== What to do ==
Below are entries. Pull out all lines containing "left".
──────── Source data
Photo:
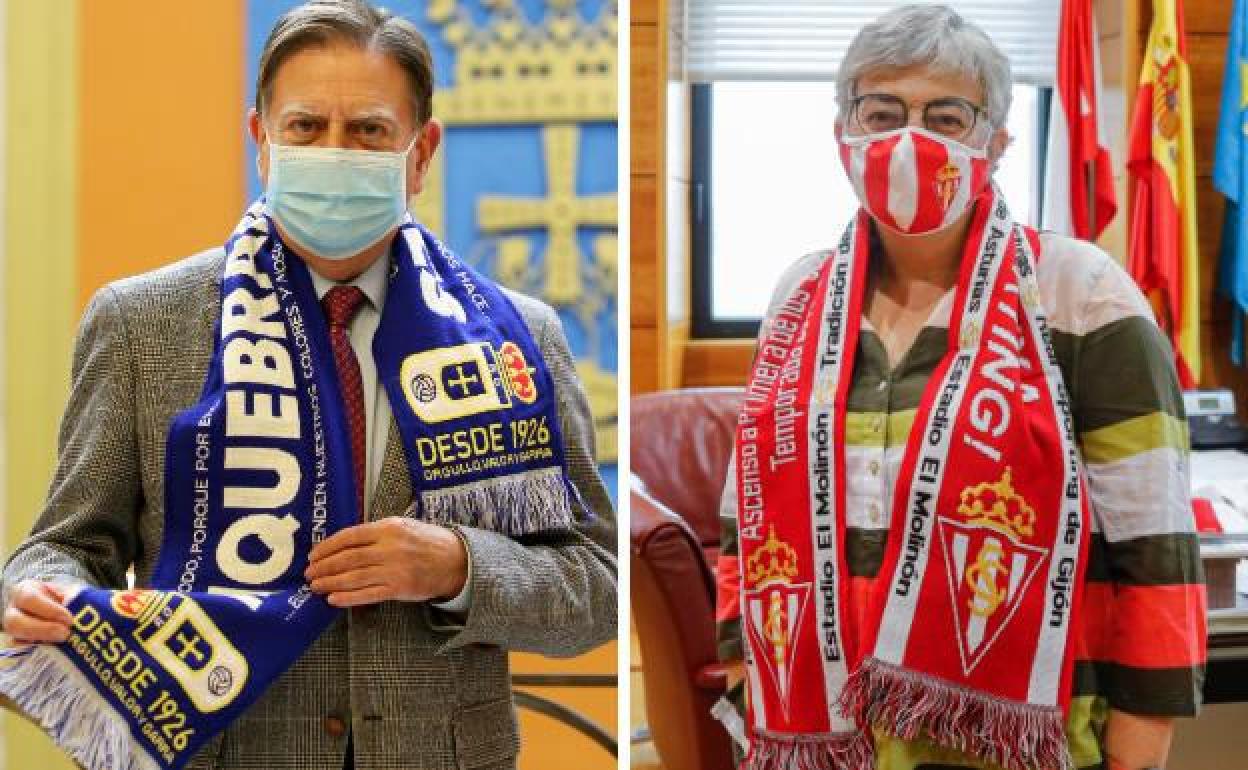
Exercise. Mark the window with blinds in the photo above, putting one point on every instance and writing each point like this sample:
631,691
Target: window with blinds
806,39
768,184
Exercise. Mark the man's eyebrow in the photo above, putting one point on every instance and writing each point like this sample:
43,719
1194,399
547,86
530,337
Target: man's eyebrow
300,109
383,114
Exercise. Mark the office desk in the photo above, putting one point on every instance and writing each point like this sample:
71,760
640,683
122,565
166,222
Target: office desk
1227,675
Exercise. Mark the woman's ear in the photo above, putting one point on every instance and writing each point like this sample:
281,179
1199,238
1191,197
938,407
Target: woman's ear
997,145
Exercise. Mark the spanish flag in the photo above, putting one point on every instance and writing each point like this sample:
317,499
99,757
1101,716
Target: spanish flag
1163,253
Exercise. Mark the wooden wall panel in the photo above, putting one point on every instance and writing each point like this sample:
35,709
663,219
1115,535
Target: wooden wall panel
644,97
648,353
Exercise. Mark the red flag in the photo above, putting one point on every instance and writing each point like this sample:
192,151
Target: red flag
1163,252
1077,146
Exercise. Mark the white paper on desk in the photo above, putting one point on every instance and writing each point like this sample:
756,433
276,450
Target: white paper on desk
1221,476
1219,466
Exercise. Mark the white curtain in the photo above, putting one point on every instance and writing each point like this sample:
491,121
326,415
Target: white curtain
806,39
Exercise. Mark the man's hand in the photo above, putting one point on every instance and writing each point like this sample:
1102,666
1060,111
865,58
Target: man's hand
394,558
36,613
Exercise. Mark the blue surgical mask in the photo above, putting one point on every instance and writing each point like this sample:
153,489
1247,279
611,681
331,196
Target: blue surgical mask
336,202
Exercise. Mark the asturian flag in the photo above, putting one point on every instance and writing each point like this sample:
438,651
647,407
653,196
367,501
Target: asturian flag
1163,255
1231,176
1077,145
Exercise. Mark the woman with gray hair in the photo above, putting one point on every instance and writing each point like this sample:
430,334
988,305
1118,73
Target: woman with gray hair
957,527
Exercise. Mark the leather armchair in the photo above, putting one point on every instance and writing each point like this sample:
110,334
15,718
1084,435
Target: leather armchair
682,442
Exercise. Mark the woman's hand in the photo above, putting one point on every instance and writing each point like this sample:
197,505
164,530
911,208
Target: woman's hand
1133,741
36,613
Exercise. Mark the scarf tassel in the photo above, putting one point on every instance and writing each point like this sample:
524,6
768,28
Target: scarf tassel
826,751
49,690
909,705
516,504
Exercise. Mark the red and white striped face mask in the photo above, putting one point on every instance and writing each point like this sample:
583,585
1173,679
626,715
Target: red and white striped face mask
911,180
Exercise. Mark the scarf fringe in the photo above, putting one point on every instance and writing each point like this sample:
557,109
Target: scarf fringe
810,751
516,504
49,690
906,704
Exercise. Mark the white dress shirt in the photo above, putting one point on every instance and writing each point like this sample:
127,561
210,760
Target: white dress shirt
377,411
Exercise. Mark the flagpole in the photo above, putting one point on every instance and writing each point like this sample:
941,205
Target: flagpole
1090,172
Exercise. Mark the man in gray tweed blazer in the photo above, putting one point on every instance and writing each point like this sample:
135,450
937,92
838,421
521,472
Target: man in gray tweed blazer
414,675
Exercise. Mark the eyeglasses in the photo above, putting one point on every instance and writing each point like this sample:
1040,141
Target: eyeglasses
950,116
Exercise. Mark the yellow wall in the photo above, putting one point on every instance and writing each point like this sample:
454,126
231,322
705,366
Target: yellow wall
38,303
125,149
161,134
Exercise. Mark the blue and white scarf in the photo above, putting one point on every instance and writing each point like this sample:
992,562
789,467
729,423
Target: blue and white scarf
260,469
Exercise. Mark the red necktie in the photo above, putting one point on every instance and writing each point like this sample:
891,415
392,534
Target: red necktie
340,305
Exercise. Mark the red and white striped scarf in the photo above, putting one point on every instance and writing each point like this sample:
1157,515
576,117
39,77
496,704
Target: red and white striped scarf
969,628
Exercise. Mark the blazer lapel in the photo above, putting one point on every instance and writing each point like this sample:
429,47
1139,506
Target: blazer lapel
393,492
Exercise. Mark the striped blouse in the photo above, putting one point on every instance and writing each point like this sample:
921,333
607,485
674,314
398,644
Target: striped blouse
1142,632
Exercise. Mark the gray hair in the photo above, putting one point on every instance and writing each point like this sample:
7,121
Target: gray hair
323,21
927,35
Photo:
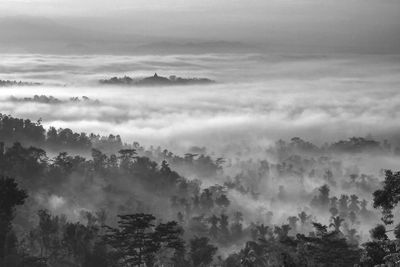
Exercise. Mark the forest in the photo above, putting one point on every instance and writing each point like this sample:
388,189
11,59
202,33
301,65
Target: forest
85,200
────────────────
──────── Source data
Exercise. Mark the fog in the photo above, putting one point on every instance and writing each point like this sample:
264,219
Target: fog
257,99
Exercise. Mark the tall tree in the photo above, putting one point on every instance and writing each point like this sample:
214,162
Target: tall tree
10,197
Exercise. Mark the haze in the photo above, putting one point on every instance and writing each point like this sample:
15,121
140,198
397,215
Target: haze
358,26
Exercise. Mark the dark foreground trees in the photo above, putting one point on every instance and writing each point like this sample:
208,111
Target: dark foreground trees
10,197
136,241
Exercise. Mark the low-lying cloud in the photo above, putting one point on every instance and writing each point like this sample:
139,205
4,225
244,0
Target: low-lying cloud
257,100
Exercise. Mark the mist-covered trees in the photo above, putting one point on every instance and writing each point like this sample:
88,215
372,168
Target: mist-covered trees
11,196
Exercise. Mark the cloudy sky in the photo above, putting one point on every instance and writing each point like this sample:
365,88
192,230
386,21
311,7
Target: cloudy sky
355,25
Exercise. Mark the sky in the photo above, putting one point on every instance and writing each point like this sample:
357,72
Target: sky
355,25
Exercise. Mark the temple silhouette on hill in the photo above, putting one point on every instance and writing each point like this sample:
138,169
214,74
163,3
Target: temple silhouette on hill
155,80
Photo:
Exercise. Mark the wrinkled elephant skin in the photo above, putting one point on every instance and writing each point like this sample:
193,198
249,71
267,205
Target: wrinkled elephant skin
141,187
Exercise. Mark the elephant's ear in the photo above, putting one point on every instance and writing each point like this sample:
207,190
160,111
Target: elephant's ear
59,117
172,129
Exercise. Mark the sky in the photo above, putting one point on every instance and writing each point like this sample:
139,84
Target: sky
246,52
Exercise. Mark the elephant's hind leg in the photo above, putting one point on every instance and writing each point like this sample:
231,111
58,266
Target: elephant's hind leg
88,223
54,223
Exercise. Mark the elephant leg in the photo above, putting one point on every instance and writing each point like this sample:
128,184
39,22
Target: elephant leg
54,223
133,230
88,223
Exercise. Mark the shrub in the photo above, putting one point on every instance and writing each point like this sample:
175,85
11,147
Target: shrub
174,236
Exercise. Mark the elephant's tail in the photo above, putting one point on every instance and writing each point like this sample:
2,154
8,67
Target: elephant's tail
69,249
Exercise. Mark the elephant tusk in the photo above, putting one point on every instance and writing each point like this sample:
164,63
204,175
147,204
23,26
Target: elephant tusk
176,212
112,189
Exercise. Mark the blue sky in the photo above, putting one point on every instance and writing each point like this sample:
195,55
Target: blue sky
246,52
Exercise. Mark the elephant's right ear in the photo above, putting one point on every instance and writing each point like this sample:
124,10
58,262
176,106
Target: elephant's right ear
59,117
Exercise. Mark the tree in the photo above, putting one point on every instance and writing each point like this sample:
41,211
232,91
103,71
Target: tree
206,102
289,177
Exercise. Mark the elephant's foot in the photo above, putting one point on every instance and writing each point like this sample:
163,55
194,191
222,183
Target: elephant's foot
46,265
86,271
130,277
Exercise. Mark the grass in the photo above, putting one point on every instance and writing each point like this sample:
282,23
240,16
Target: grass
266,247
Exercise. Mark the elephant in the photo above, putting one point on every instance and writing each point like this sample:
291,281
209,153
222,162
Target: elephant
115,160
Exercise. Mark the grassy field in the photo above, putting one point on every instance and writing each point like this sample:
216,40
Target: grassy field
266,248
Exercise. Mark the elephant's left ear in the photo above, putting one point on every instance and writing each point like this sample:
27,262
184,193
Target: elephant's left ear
────────────────
== Result for this task ==
Exercise. Mark the elephant's left ear in the photo above, putting one point on every instance and writing each point like this sample:
Target: elephant's left ear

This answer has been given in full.